All that is needed is each line of the entries holding the word "query", copied as it stands.
BEGIN Records
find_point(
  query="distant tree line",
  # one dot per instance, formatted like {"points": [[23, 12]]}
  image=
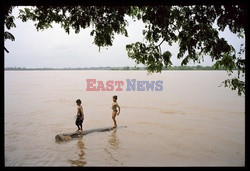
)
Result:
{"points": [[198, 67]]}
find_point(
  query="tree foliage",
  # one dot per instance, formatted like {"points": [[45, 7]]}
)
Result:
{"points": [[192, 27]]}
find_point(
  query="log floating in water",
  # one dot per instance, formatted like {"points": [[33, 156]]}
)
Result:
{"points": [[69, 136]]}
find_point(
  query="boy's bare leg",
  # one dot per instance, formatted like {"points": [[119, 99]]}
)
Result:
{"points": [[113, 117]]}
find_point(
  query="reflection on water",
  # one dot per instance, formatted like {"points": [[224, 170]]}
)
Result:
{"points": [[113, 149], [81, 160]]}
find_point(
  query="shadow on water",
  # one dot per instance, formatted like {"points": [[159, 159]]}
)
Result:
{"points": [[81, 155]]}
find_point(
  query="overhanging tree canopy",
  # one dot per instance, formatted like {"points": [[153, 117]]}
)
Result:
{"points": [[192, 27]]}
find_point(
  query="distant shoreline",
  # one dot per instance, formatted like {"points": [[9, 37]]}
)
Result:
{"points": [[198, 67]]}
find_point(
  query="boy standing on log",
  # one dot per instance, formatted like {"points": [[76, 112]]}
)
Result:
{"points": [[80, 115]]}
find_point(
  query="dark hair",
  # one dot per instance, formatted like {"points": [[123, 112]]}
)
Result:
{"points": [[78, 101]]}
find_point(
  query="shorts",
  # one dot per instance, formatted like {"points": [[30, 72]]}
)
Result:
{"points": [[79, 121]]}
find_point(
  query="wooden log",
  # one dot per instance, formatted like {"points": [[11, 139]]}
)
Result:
END Records
- **Result for this exercise**
  query="distant tree line",
  query="tree foliage",
  query="log floating in water",
  query="boy's bare leg",
  query="reflection on water",
  query="shadow on water",
  query="overhanging tree canopy",
  query="distant shoreline",
  query="boy standing on log",
  query="dark hair",
  query="shorts",
  query="wooden log",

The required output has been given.